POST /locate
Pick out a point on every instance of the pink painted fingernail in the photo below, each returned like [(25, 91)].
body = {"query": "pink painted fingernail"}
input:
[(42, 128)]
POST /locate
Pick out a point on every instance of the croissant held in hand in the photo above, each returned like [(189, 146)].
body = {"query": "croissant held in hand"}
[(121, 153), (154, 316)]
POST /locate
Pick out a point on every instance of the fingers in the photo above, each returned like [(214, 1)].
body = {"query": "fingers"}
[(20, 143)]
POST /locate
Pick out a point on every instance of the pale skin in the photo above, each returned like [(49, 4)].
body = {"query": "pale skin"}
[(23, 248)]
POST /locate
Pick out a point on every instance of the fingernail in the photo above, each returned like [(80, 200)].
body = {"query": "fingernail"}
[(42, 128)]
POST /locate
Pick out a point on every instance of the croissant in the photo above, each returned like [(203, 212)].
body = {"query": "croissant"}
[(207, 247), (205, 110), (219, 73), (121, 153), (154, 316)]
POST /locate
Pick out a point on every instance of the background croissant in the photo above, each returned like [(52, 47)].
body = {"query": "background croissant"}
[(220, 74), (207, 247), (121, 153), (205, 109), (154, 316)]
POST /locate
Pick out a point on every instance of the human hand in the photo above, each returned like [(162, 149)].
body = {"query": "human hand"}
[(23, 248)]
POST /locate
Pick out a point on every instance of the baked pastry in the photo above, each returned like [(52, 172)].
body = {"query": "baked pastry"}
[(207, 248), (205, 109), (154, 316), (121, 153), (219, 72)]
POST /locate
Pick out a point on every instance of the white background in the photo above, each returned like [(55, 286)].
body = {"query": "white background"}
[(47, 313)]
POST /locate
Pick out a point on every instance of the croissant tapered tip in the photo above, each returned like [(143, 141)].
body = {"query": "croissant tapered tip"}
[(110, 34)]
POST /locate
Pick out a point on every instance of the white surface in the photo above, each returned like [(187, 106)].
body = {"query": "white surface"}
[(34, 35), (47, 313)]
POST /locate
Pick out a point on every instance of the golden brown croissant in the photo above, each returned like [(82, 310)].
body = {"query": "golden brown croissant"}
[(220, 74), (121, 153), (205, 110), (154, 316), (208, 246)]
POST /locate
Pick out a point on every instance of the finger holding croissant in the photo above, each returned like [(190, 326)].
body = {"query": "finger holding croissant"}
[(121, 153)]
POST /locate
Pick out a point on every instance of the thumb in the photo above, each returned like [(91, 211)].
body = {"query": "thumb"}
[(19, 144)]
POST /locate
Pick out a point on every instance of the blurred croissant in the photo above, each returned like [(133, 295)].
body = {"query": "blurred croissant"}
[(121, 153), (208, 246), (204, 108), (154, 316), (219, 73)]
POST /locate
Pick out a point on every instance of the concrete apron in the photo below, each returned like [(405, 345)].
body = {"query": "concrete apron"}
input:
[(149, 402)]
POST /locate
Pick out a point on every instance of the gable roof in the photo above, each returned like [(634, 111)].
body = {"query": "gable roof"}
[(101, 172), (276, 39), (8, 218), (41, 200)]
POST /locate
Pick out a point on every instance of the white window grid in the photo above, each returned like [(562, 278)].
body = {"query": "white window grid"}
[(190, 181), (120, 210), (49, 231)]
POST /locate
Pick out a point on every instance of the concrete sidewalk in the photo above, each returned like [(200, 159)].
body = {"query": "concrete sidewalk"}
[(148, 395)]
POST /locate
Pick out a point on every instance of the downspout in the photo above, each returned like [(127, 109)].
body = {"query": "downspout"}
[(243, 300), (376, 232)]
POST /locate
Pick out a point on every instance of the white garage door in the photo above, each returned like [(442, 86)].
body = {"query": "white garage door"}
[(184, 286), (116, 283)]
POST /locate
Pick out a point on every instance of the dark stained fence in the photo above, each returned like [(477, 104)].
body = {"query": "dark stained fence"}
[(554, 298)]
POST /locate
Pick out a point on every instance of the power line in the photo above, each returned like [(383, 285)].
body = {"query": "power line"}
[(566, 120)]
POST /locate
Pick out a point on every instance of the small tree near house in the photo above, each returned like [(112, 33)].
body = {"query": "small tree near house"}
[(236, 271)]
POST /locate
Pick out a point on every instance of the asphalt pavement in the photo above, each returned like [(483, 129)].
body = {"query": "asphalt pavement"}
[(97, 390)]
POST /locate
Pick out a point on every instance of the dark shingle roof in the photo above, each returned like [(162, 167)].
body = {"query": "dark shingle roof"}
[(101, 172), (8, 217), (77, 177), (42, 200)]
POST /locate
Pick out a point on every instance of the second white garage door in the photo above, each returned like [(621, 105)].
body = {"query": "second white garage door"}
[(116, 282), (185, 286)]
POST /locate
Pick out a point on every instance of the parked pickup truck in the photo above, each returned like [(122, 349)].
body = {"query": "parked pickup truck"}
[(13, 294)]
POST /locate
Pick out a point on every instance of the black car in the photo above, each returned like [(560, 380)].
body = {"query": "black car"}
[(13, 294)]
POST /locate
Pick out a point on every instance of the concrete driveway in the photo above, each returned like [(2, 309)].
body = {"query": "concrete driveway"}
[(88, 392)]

# [YOUR GOAL]
Reproduce every one of the lines above word for word, with no changes.

# [PROBLEM SOLUTION]
POST /locate
Pick out a point on every instance of the pink painted fingernail in the photo below, each returned like [(25, 91)].
body = {"query": "pink painted fingernail"}
input:
[(42, 128)]
POST /locate
Pick out a point on every instance of the croissant held in hand in the photo above, each returned like [(189, 146)].
body = {"query": "croissant held in hand"}
[(121, 153), (154, 316)]
POST /locate
Pick out a point on every instance of the fingers in the photo above, each returned like [(214, 1)].
body = {"query": "fingers"}
[(20, 143)]
POST /locate
Pick out a point on every instance of the pale skin in the photo above, each returned like [(49, 4)].
body = {"query": "pale skin"}
[(23, 248)]
POST /locate
Pick out a point on every instance of the fingernail in the photo above, each returned like [(80, 200)].
body = {"query": "fingernail"}
[(42, 128)]
POST /locate
Pick out a point on every instance of the croissant in the photo above, each returned like [(203, 212)].
body = {"query": "croissant"}
[(207, 247), (205, 110), (219, 73), (121, 153), (154, 316)]
POST /locate
Pick out a point on every instance of the background croissant in the photo above, each returned like [(52, 47)].
body = {"query": "background croissant"}
[(220, 74), (207, 247), (121, 153), (205, 109), (154, 316)]
POST /locate
Pick out a point on every instance of the human hand in the photo above, each returned like [(162, 149)].
body = {"query": "human hand"}
[(23, 248)]
POST /locate
Pick out a point on every instance of the baked pastry in the photo above, each returned like [(52, 172)].
body = {"query": "baked pastry"}
[(207, 248), (205, 109), (154, 316), (121, 153), (219, 72)]
POST /locate
Pick out a point on every instance of the white background in the photo above, each returned like [(55, 286)].
body = {"query": "white background"}
[(47, 313)]
POST /locate
Pick out a point on every instance of the croissant tapered tip in the photo above, each returned like [(143, 141)].
body = {"query": "croissant tapered tip"}
[(110, 34)]
POST /locate
Pick out a point on every instance of the white surface in the photo above, each returned like [(187, 106)].
body = {"query": "white surface"}
[(34, 35), (47, 313)]
POST /locate
Pick out a point on every instance of the golden brown croissant in the photo above, each returned like [(82, 310)].
body = {"query": "golden brown croissant"}
[(220, 74), (121, 153), (205, 110), (154, 316), (208, 246)]
POST /locate
Pick out a point on every instance of the finger holding croissant in the photo above, each returned like [(190, 326)].
body = {"query": "finger holding croissant"}
[(121, 153)]
POST /locate
Pick out a point on every instance of the thumb in the photo above, each returned like [(91, 211)].
body = {"query": "thumb"}
[(19, 144)]
POST /locate
Pick out a point on every instance of the blurred croissant in the photo above, each returned like [(133, 295)].
body = {"query": "blurred croissant"}
[(121, 153), (208, 246), (204, 108), (154, 316), (219, 73)]
POST /locate
Pick out a point on every instance of the concrete apron in the photo below, each returned like [(405, 345)].
body = {"query": "concrete apron"}
input:
[(149, 402)]
POST /locate
Pick out a point on every instance of the gable roof in the photo above, each returned like [(634, 111)].
body = {"query": "gable roof"}
[(101, 172), (276, 39), (8, 218), (41, 200)]
POST /locate
Pick out a point on every instance of the white window grid in the photo above, each returned like [(562, 278)].
body = {"query": "white window grid"}
[(190, 181), (120, 210), (49, 231)]
POST /locate
Pick out a point on every instance of the concrete sidewalk in the photo above, each returned like [(200, 159)].
body = {"query": "concrete sidewalk"}
[(148, 395)]
POST /locate
Pick out a point on every instance of the downspout in the photo above, each returned like [(127, 109)].
body = {"query": "downspout"}
[(243, 300), (376, 232)]
POST /locate
Pick out a point on every instance of the white garage door in the photo above, each returned like [(442, 86)].
body = {"query": "white garage door"}
[(184, 286), (116, 283)]
POST /locate
Pick out a point on every instance of the dark stained fence in the photo above, each returned like [(477, 104)].
body = {"query": "dark stained fence"}
[(554, 298)]
POST /locate
Pick out a point on every instance of the power line in the photo above, each returned like [(383, 285)].
body = {"query": "power line"}
[(566, 120)]
POST /locate
Pick out a point on every instance of the small tree near house in the photo above, each returned like [(112, 33)].
body = {"query": "small tree near house"}
[(236, 271)]
POST /locate
Pick out a point on every instance of the asphalt pavement in the photo above, each returned like [(483, 129)].
body = {"query": "asphalt pavement"}
[(97, 390)]
POST /locate
Pick out a point on every instance of the dark shingle roof in the photo above, each returned like [(162, 167)].
body = {"query": "dark shingle roof"}
[(101, 172), (8, 217), (77, 177), (42, 200)]
POST /locate
Pick out a point on every instance of the second white garage door in the photo above, each returned like [(621, 105)].
body = {"query": "second white garage door"}
[(116, 282), (185, 286)]
POST /locate
Pick out a point on every instance of the parked pickup truck in the photo above, each returned like [(122, 349)].
body = {"query": "parked pickup truck"}
[(13, 294)]
POST /locate
Pick out a point on every instance of the black car in the photo above, each returned like [(560, 380)].
body = {"query": "black car"}
[(13, 294)]
POST /locate
Pick out a point on every instance of the concrete driveway in the photo above, each returned like [(2, 309)].
body = {"query": "concrete driveway"}
[(88, 392)]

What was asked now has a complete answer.